> What is asked:
Gather every line in the rows below that contains the string "window", and copy each one. Treat uppercase and lowercase letters as different.

[Bounding box annotation entries]
Begin
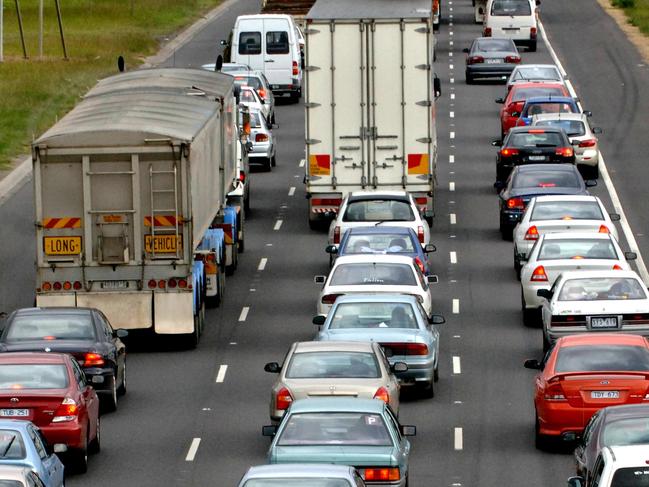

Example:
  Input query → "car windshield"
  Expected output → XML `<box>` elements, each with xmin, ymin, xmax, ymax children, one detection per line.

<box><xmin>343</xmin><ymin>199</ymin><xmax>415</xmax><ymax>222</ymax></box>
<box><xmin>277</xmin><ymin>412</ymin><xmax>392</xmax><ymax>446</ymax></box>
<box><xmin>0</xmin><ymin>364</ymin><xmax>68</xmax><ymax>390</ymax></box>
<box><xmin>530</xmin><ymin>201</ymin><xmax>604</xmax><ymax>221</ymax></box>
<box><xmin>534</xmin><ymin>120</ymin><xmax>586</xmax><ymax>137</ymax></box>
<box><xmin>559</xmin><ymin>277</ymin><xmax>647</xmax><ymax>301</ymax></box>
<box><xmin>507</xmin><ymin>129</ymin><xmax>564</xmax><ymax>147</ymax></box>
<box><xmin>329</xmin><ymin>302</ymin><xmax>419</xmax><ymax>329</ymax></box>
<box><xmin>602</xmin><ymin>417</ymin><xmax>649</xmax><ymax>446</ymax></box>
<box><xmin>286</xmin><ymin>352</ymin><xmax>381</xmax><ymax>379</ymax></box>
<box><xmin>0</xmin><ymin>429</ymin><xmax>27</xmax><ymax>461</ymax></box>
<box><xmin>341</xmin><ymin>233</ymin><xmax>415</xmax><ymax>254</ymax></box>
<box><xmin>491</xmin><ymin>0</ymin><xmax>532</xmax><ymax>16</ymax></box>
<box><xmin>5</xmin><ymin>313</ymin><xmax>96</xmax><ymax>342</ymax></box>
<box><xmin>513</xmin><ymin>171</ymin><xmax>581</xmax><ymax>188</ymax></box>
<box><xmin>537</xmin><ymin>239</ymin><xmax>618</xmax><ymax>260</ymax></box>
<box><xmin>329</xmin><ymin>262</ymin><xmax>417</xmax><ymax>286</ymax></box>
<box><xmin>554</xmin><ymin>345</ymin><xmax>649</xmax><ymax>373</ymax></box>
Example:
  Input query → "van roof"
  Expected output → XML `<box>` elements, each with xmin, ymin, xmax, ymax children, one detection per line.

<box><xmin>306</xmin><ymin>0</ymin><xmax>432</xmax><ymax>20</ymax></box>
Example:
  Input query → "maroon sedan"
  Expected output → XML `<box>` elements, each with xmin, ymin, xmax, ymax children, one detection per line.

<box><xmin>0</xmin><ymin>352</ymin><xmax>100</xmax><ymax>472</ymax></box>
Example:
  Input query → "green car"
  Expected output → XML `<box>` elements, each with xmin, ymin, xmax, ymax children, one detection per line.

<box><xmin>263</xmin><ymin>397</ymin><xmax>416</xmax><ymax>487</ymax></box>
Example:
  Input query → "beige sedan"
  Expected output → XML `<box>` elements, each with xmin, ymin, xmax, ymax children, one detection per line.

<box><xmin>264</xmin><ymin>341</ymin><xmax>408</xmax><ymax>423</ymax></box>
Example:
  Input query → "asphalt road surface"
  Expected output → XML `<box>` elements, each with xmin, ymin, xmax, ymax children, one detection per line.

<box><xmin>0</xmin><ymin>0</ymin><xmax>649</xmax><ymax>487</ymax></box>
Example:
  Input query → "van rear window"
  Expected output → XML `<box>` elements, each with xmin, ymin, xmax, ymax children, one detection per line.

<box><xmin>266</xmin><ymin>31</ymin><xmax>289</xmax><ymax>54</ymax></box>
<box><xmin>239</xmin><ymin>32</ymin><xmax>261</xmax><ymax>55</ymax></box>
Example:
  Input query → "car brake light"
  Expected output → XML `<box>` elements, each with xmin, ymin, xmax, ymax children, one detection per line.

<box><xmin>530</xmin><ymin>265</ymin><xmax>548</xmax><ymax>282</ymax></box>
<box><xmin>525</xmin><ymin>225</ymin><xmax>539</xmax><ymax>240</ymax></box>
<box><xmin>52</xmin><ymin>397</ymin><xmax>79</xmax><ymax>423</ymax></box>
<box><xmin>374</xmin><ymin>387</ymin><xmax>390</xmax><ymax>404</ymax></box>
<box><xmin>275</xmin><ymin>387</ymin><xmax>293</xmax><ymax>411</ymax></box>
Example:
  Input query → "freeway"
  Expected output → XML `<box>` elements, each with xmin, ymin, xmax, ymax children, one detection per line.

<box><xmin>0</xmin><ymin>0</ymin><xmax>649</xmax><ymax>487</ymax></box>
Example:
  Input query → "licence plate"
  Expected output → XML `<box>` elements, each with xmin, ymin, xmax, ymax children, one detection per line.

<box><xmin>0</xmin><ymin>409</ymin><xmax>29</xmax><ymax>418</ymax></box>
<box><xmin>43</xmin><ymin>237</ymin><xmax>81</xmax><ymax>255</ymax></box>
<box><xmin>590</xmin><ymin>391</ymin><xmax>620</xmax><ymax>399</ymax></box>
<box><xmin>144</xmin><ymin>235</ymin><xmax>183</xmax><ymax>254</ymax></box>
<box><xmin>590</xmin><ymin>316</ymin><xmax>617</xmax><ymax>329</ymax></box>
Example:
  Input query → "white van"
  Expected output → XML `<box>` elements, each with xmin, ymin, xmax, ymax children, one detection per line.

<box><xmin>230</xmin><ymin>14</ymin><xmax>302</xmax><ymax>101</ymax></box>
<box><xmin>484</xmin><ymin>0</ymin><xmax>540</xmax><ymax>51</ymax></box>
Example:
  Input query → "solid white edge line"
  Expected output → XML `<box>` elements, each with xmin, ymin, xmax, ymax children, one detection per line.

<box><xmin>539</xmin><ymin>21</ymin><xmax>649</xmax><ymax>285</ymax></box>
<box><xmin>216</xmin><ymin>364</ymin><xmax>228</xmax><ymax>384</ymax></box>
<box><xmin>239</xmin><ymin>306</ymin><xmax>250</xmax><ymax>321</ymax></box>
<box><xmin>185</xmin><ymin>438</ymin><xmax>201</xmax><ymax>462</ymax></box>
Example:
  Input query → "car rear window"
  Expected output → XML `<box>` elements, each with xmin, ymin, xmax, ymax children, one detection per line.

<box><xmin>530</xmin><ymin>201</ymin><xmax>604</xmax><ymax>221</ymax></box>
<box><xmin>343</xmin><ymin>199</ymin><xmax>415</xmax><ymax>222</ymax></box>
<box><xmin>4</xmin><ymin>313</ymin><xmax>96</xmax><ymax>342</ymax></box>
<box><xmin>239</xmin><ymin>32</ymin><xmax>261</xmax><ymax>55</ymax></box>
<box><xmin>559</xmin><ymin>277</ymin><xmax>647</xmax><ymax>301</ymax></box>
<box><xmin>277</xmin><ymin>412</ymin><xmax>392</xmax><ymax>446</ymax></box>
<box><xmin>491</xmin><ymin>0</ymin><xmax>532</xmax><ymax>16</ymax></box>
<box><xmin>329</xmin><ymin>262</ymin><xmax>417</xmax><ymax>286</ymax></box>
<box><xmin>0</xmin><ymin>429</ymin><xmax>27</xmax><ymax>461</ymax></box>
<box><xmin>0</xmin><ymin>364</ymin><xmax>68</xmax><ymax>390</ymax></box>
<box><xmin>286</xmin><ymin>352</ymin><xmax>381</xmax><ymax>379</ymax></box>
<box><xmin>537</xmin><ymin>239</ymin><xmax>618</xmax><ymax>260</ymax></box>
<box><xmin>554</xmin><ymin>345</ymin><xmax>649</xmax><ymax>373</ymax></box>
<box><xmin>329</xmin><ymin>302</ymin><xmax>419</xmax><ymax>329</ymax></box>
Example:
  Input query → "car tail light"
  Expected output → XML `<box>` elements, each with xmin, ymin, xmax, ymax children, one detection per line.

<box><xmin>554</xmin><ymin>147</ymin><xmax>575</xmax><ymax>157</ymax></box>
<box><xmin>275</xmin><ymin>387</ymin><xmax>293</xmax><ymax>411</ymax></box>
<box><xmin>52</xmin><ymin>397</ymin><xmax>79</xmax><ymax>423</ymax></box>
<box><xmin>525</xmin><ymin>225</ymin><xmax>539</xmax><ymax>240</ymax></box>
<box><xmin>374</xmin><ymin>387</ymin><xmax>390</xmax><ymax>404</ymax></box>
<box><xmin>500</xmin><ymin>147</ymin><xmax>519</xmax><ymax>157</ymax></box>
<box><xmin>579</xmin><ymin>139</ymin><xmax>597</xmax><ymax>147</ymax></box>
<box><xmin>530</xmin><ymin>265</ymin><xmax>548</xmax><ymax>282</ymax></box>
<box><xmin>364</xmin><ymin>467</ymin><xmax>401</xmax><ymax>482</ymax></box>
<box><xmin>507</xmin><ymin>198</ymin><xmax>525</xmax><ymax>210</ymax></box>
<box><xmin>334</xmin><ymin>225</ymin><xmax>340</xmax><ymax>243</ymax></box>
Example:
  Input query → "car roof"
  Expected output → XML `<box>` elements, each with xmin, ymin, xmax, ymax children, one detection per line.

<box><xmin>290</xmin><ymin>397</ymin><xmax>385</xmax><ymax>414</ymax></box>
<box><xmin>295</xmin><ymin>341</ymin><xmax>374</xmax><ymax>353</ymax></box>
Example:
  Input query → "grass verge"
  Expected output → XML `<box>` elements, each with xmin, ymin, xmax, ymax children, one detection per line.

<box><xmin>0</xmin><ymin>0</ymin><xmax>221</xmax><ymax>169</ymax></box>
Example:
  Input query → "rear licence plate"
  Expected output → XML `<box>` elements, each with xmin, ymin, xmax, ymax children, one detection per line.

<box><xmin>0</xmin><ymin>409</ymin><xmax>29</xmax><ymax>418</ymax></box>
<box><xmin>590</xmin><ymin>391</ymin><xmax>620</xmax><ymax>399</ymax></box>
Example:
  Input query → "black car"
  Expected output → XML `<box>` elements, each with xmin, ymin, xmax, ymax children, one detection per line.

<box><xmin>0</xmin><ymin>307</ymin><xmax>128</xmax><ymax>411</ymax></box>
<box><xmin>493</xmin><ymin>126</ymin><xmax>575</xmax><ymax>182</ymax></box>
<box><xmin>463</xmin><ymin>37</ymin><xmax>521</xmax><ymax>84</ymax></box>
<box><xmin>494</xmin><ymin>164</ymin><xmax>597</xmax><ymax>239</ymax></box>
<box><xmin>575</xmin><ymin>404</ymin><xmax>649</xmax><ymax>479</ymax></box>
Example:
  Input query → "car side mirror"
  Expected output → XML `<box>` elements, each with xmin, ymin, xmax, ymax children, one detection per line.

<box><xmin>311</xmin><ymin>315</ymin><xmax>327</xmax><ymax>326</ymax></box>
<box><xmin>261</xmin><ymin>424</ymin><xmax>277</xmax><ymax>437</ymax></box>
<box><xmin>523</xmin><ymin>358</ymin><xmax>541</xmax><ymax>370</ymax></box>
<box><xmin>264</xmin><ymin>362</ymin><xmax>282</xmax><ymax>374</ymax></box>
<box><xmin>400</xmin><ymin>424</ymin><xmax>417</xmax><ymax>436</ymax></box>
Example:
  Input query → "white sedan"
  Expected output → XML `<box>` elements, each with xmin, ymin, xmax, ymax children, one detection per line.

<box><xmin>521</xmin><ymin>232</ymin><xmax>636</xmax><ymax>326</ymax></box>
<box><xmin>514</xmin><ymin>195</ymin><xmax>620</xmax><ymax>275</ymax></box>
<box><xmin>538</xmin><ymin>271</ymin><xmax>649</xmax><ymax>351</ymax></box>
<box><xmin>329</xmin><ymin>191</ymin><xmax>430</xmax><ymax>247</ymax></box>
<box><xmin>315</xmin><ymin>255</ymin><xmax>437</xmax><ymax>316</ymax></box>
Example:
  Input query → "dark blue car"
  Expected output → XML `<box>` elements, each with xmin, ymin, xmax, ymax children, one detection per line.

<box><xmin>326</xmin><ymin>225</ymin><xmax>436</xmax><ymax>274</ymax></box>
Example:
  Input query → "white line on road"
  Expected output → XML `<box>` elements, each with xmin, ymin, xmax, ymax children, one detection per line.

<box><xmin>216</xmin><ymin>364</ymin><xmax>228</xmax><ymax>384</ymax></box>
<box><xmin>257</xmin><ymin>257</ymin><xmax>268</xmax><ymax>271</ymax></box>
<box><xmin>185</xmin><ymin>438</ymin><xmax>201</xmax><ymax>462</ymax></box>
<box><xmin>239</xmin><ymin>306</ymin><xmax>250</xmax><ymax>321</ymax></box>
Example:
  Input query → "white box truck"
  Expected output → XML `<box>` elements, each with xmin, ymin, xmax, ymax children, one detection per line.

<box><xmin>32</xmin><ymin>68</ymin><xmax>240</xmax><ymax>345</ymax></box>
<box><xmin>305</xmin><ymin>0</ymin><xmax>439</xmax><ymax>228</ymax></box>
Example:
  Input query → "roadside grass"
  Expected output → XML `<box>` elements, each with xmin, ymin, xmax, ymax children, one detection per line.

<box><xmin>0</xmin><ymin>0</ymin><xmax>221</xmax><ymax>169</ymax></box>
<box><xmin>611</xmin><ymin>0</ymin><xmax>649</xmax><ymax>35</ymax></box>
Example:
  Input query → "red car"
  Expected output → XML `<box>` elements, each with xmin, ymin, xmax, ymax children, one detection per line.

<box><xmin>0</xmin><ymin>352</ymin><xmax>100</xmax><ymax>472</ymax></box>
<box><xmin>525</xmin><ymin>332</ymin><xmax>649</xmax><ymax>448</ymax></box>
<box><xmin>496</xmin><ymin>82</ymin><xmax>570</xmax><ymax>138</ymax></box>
End
> Response to this task:
  Input query → "van rear window"
  Input query → "car rear window"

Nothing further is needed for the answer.